╭──

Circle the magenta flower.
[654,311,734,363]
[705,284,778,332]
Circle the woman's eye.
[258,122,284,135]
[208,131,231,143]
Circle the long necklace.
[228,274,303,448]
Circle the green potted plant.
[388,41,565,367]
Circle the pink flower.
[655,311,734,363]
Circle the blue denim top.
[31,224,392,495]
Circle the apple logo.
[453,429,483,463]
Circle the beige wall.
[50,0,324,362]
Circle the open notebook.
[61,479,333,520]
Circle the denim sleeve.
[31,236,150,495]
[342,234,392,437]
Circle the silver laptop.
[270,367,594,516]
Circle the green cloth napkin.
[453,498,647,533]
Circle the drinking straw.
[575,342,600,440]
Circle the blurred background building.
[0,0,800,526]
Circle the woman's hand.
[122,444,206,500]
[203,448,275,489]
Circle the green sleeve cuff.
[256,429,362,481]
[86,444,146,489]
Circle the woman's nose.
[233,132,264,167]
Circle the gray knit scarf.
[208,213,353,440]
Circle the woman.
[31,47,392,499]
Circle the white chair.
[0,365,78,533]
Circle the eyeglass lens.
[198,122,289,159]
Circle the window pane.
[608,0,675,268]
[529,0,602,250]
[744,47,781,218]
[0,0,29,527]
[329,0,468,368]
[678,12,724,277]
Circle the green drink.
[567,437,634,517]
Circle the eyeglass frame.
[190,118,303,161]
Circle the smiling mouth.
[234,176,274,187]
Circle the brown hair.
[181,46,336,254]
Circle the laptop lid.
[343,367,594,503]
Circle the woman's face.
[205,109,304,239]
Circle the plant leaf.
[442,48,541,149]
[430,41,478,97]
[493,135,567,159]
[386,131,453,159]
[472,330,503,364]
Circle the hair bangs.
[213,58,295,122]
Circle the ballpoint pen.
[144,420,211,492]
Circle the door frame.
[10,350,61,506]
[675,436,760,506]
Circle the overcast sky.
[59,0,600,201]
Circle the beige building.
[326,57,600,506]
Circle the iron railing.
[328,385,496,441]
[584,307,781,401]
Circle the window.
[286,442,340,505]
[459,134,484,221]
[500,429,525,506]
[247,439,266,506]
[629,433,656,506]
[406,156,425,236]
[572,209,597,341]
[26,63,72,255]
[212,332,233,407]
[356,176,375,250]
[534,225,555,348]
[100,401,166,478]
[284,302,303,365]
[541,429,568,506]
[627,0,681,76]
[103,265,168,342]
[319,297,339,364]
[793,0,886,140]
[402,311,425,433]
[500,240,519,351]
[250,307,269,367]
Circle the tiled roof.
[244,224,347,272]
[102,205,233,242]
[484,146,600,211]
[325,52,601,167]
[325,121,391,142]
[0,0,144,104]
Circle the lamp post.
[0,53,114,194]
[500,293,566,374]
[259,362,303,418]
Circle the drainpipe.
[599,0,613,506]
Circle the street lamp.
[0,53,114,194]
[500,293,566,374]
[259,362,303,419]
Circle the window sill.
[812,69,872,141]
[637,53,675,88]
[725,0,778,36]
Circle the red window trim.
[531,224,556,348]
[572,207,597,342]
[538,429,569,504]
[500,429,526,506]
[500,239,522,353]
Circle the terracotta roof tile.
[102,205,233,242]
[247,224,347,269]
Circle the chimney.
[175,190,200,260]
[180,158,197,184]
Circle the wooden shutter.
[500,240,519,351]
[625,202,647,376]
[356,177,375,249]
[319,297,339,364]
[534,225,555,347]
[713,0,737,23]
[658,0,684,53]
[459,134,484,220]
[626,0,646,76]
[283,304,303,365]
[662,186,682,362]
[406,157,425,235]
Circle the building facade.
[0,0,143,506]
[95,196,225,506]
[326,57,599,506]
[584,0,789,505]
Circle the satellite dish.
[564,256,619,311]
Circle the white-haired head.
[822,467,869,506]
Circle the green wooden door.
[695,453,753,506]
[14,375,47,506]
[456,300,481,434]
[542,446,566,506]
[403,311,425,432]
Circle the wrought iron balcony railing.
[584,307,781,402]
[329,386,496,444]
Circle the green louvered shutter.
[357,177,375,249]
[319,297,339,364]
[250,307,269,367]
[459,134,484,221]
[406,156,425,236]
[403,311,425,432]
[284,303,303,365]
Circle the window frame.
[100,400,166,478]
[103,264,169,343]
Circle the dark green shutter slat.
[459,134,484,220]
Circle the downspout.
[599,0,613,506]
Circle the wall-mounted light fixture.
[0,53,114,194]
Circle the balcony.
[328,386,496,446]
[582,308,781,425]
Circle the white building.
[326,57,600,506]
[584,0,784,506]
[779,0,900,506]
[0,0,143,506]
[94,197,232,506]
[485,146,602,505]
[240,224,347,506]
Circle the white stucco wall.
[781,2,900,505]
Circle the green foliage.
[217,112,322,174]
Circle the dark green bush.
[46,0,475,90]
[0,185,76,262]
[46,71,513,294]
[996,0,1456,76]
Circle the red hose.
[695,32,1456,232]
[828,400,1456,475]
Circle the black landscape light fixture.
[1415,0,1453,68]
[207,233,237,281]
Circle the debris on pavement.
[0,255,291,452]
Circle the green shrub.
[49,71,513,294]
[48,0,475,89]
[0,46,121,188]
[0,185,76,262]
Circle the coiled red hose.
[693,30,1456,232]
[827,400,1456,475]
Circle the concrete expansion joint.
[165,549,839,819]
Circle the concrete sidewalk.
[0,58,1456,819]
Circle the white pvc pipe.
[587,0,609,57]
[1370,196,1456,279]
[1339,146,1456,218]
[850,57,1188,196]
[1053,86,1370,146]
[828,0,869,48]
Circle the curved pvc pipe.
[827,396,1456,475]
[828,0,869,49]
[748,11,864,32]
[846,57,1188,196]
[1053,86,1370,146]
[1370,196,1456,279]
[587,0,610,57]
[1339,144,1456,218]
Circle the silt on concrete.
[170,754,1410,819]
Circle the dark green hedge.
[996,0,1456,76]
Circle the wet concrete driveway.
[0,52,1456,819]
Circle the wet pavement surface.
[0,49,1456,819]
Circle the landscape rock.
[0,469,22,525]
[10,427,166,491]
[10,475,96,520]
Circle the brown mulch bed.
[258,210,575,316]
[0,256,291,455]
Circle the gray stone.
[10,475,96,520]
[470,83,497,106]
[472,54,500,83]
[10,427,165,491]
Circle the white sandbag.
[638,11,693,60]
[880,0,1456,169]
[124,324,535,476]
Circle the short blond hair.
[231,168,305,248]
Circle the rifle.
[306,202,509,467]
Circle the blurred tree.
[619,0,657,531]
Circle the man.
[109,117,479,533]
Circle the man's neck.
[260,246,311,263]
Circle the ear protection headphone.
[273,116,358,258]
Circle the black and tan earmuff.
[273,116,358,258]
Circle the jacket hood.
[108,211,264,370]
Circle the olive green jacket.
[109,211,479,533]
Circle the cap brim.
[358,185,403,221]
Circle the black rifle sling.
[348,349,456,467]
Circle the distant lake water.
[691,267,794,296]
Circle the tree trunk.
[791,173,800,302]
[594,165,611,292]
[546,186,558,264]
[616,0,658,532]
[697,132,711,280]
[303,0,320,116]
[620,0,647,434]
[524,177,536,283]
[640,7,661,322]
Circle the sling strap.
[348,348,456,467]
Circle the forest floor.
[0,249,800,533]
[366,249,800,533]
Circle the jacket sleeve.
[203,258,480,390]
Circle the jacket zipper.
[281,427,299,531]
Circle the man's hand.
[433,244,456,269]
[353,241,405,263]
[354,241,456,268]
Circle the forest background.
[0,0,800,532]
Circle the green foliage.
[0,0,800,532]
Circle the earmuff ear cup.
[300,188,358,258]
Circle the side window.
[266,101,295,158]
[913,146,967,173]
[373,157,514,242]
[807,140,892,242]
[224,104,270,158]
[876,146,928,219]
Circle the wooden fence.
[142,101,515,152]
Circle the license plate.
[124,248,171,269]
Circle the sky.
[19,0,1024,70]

╰──

• Exercise goal
Lay out the rows from the line containing "Circle the satellite dish." through the line containing "[0,255,291,452]" as a JSON list of strings, one string per line with blank lines omitted, including both of those lines and nothing else.

• Reply to the task
[
  "Circle the satellite dish.",
  "[564,256,619,311]",
  "Circle the white-haired head.",
  "[822,467,869,506]",
  "Circle the green wooden door.",
  "[695,453,753,506]",
  "[14,375,47,506]",
  "[456,300,481,434]",
  "[542,446,566,506]",
  "[403,311,425,432]",
  "Circle the wrought iron balcony railing.",
  "[584,307,781,402]",
  "[329,386,496,444]",
  "Circle the green louvered shutter.",
  "[357,177,375,249]",
  "[319,297,339,364]",
  "[250,307,269,367]",
  "[459,134,484,221]",
  "[406,156,425,236]",
  "[403,311,425,432]",
  "[284,303,303,365]",
  "Circle the window frame.",
  "[100,400,166,478]",
  "[103,264,169,343]",
  "Circle the dark green shutter slat.",
  "[459,134,484,220]",
  "Circle the downspout.",
  "[599,0,613,506]",
  "Circle the wall-mounted light fixture.",
  "[0,53,114,194]",
  "Circle the balcony.",
  "[328,386,496,446]",
  "[582,308,781,425]",
  "Circle the white building.",
  "[326,57,600,506]",
  "[584,0,784,506]",
  "[779,0,900,506]",
  "[0,0,143,506]",
  "[94,197,232,506]",
  "[485,146,602,505]",
  "[240,224,347,506]",
  "Circle the white stucco wall.",
  "[781,2,900,505]",
  "Circle the green foliage.",
  "[217,112,322,174]",
  "Circle the dark green bush.",
  "[46,0,475,90]",
  "[0,185,76,262]",
  "[46,71,513,294]",
  "[996,0,1456,76]",
  "Circle the red hose.",
  "[695,32,1456,232]",
  "[828,400,1456,475]",
  "Circle the black landscape light fixture.",
  "[1415,0,1453,68]",
  "[207,233,237,281]",
  "Circle the debris on pavement.",
  "[0,255,291,452]"
]